───── THE RECORDS ─────

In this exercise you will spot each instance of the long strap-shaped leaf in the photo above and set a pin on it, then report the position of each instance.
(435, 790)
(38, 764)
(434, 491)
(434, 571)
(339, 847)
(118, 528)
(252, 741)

─────

SET PROBLEM
Set every line of the listing down word for word.

WRITTEN SOLUTION
In this exercise you will spot each instance of the long strap-shaped leaf in the photo above and set a pin on it, then report the position of each instance.
(435, 790)
(38, 764)
(434, 491)
(434, 571)
(339, 847)
(118, 528)
(252, 741)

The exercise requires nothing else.